読解用テキスト:
図2】顧客端末の構成例を示すブロック図である。
図3】オペレータ端末の構成例を示すブロック図である。
図4】接客サーバの構成例を示すブロック図である。
図5】接客処理の詳細を示すフローチャートである。
図6】接客処理の続きを示すフローチャートである。
図7】接客処理の続きを示すフローチャートである。
【発明を実施するための形態】
【0018】
以下、本発明を実施するための形態について説明する。
【0019】
まず、本発明の実施形態に係る接客システムの構成について図面を参照しつつ説明する。
【0020】
本実施形態に係る接客システムは、顧客とアバタとオペレータとの関係を実現するために、アバタのトランスポート(通信)と、ノーマライゼーション(正規化)と、レンダリング(描画)と、の処理の流れにおいて、従来とは異なる要素をもって実行する。
【0021】
図1は、本実施形態に係る接客システムの構成例を示すブロック図である。
【0022】
図1に示すように、接客システム1は、顧客C-m(mは自然数)が使用する複数の顧客端末2-mと、顧客C-mにアバタA-mを介して接客を行うオペレータO-n(nは自然数)が使用する複数のオペレータ端末3-nと、接客サーバ4と、を備え、これらは、インターネット等のネットワークNを介して相互に通信可能に接続される。
【0023】
接客システム1は、顧客C-mと対話可能なアバタA-mを顧客端末2-m上に出現させ、顧客C-mが音声でアバタA-mと対話し、オペレータO-nがアバタA-mを操作することで、オペレータO-nによるアバタA-mを介した接客を可能ならしめるものである。
【0024】
アバタA-mは、顧客端末2-mに対応して設けられ、如何なるオペレータO-nが操作しても、顧客端末2-m上に出現するアバタA-mは同一となるようになっている。
【0025】
顧客端末2-mは、例えば汎用のパーソナルコンピュータ、タブレットコンピュータ、スマートフォン等から構成される。
【0026】
図2は、顧客端末の構成例を示すブロック図である。
【0027】
図2に示すように、顧客端末2-mは、それぞれ、センサ20-mと、カメラ21-mと、マイクロフォン22-mと、ディスプレイ23-mと、スピーカ24-mと、記憶部25-mと、通信部27-mと、制御部28-mと、を備え、これらはバス等を介して接続される。
【0028】
センサ20-mは、例えば汎用の赤外線センサ等から構成される。センサ20-mは、顧客C-mの存在(来客)等を検知して検知信号を制御部28-mへ出力する。
【0029】
カメラ21-mは、例えばCCD(Charge Coupled Device)等の固体撮像素子を含む汎用のカメラ等から構成される。カメラ21-mは、アバタA-mと対話する顧客C-mの映像等を撮影して映像データを制御部28-mへ出力する。
【0030】
マイクロフォン22-mは、例えば汎用のマイクロフォン等から構成される。マイクロフォン22-mは、アバタA-mと対話する顧客C-mの音声等を電気信号(音声データ)に変換して制御部28-mへ出力する。

提供データ:

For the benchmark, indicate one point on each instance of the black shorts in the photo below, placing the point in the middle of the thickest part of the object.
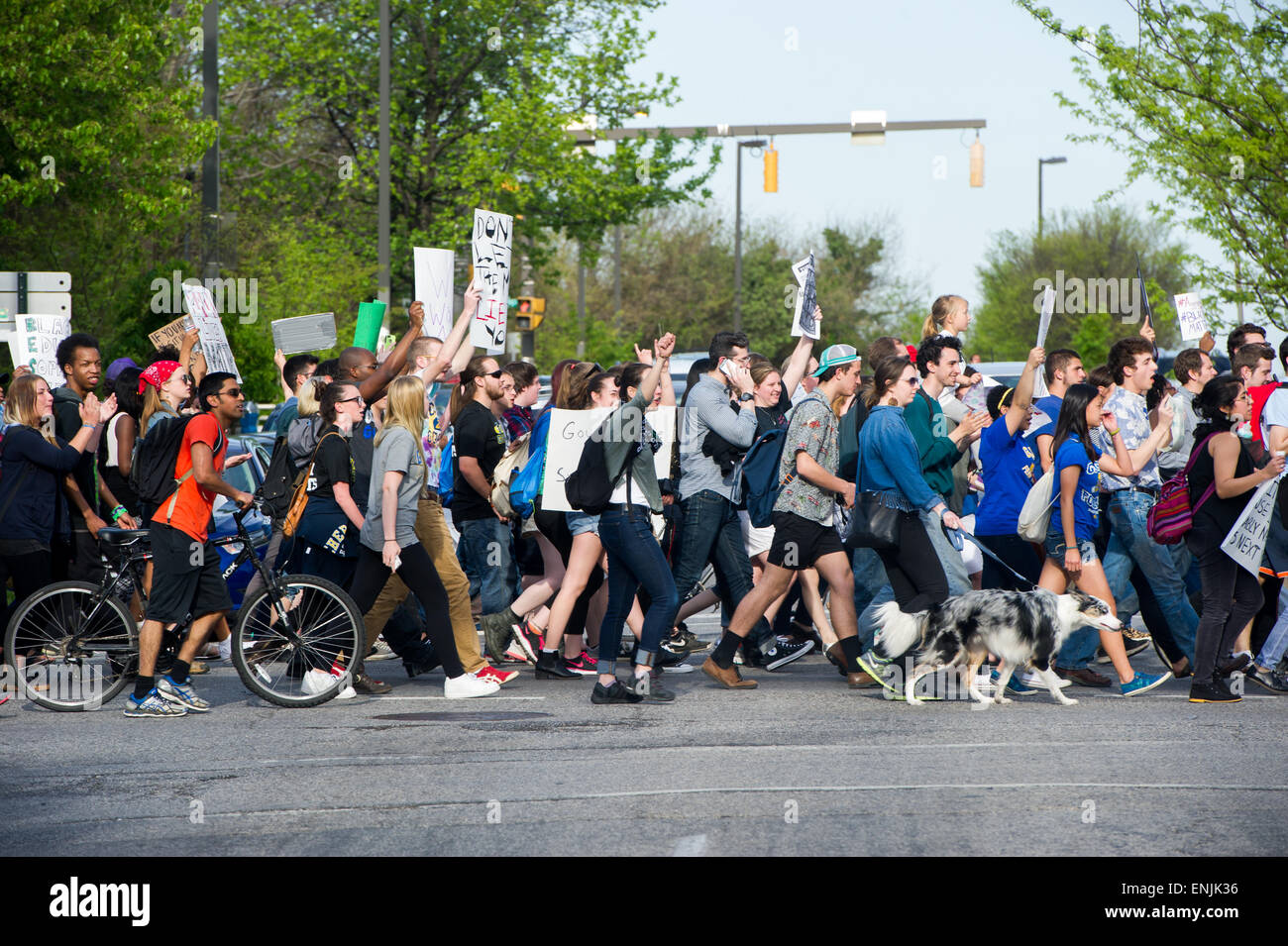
(185, 577)
(800, 542)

問題:
A - 接客システムの文章のうち、「図5】接客処理の詳細を示すフローチャートである。」から「図1は、本実施形態に係る接客システムの構成例を示すブロック図である。」までの部分（両端を含む）を、「接客システム」を「応対システム」に置き換えて書き直してください。
B - 接客システムの文章について、次の問いに答えてください。
(i) 顧客端末2-mは、例えばどのような機器から構成されますか？
(ii) センサ20-mは、例えば何から構成されますか？
(iii) 顧客端末、オペレータ端末、接客サーバは、何を介して相互に通信可能に接続されますか？
C - 接客システムの文章が途切れている箇所から、その続きを書いてください。

各問の解答:
A -
図5】接客処理の詳細を示すフローチャートである。
図6】接客処理の続きを示すフローチャートである。
図7】接客処理の続きを示すフローチャートである。
【発明を実施するための形態】
【0018】
以下、本発明を実施するための形態について説明する。
【0019】
まず、本発明の実施形態に係る応対システムの構成について図面を参照しつつ説明する。
【0020】
本実施形態に係る応対システムは、顧客とアバタとオペレータとの関係を実現するために、アバタのトランスポート(通信)と、ノーマライゼーション(正規化)と、レンダリング(描画)と、の処理の流れにおいて、従来とは異なる要素をもって実行する。
【0021】
図1は、本実施形態に係る応対システムの構成例を示すブロック図である。

B -
(i) 汎用のパーソナルコンピュータ、タブレットコンピュータ、スマートフォン等
(ii) 汎用の赤外線センサ等
(iii) インターネット等のネットワークN

C -
【0031】
ディスプレイ23-mは、例えば汎用の液晶表示装置(Liquid Crystal Display:LCD)等から構成される。ディスプレイ23-mは、顧客C-mと対話するアバタA-mの映像等を表示する。
【0032】
スピーカ24-mは、例えば汎用のスピーカ等から構成される。スピーカ25-mは、顧客C-mと対話するアバタA-mの音声等を出力する。
【0033】
記憶部25-mは、例えば汎用のフラッシュメモリ等の不揮発性メモリ等から構成される。記憶部25-mは、アバタA-mの目、鼻、口、髪型、骨格、肉付き、肌の色、及び服装等の位置、大きさ、物理特性、並びに衝突に関する属性を示す属性データ等を記憶する。
【0034】
通信部27-mは、例えば汎用の無線通信装置等から構成される。通信部27-mは、顧客C-mの存在を検知したことを通知する顧客検知通知、及び顧客C-mの動画像を表示したり、顧客C-mの音声を出力したりするためのオーディオ・ビジュアルデータ等をネットワークNを介して接客サーバ4に送信する。通信部27-mは、接客サーバ4からネットワークNを介して送信される、オーディオ・ビジュアルデータの送信を開始することを指令する送信開始指令、メタデータ、及びアバタA-mに予め定められた動作(定型動作)を指令する定型動作指令等を受信する。
【0035】
メタデータには、オペレータO-nの音声に関するメタデータ(Voice Metadata)、表情に関するメタデータ(Face Metadata)、 骨格に関するメタデータ(Body Metadata)、 及び手指に関するメタデータ(Hand Metadata)等が含まれる。なお、メタデータには、音声に関するメタデータに代えて、音声の読上(Text-to-Speech:TTS)を意図したテキストデータが含まれてもよく、この場合、テキストデータを音声データに変換し、これを音声に関するメタデータとして読み込めばよい。
【0036】
定型動作には、例えば、アバタA-mが顧客C-mに「何かお困りですか?」と尋ねる「挨拶1」の定型動作、アバタA-mが顧客C-mに設備に関する説明を行う「設備説明」の定型動作、及びアバタA-mが顧客C-mに「さようなら」と言う「挨拶2」の定型動作等が含まれる。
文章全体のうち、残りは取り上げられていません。